Copy out the records below word for word, including every line of coordinates, and omit the picture itself.

— START OF Entries shown —

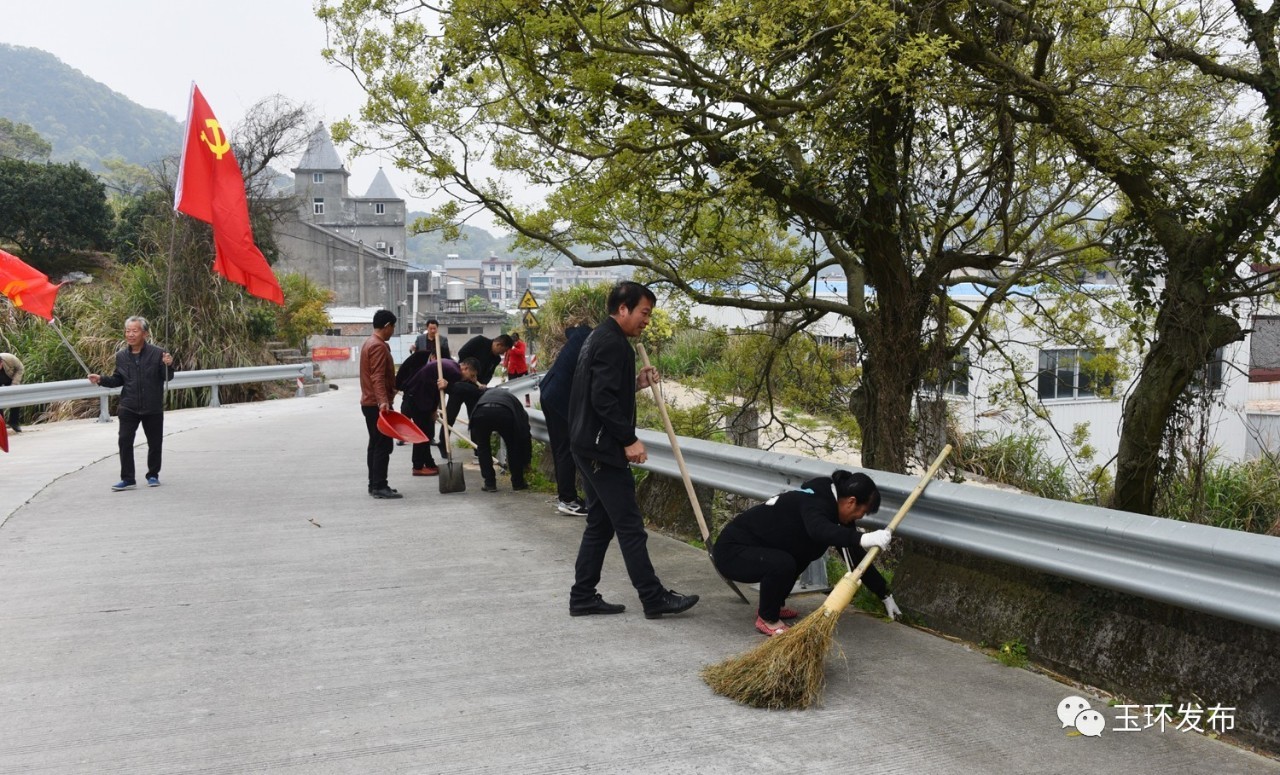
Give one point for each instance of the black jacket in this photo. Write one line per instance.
(480, 347)
(557, 383)
(801, 523)
(602, 419)
(510, 402)
(142, 379)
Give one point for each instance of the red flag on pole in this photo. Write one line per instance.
(210, 188)
(26, 287)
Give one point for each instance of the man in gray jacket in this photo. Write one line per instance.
(141, 372)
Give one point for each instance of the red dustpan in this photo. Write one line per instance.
(397, 425)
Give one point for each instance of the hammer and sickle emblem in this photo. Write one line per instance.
(14, 291)
(219, 145)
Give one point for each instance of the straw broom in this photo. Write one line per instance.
(789, 670)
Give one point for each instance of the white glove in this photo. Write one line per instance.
(877, 538)
(891, 607)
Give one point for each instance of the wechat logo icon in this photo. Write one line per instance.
(1075, 711)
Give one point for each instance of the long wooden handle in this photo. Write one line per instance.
(848, 586)
(439, 372)
(675, 448)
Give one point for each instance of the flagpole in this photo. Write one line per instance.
(58, 327)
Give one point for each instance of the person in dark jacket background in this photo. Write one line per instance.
(10, 373)
(554, 390)
(772, 543)
(425, 341)
(603, 440)
(488, 354)
(141, 373)
(502, 413)
(423, 460)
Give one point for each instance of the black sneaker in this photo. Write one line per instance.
(670, 602)
(595, 605)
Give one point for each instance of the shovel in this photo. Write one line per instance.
(400, 427)
(684, 474)
(451, 473)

— END OF Entries shown —

• Answer to this problem:
Give one point for each instance of the black jacket in this photo. Write one line per instance.
(480, 347)
(557, 383)
(801, 523)
(602, 419)
(510, 402)
(142, 379)
Give one point for each instance of the red flag on pole in this photo. Write one line per instance.
(210, 188)
(26, 287)
Give one point for each instance of the man in gray jacket in this photo. Write one line per instance.
(141, 372)
Give one point for each instance of the red dustpan in this photo. Write one line per instance.
(397, 425)
Give one point for each instance of the hammer and sickle emblem in this photo. Write one line per instance.
(14, 291)
(219, 145)
Give one point for each instance of the straw broom in this photo. Write one line per instance.
(789, 670)
Give one point for each instance of the white glove in this photo. Write one line per instance.
(877, 538)
(891, 607)
Give one point for each instance of the wechat logo icon in this photo. Write one line per instance.
(1075, 711)
Give one point for each instance of the long wooden handle in this photo. Write one line per instance.
(848, 586)
(439, 372)
(675, 448)
Give one point for each instance of the flagpole in this photo. Write one line per instance.
(58, 327)
Give one point for each instance of the person in dark jacket background in this photo. Write one line per instance.
(10, 373)
(554, 390)
(772, 543)
(425, 341)
(603, 440)
(488, 354)
(141, 373)
(502, 413)
(423, 460)
Give one point for each instance of the black sneaker in this photo. Write one line per instance.
(670, 602)
(595, 605)
Give one point for each instance of the shovel in this photo. Write one line per instance.
(400, 427)
(684, 474)
(451, 473)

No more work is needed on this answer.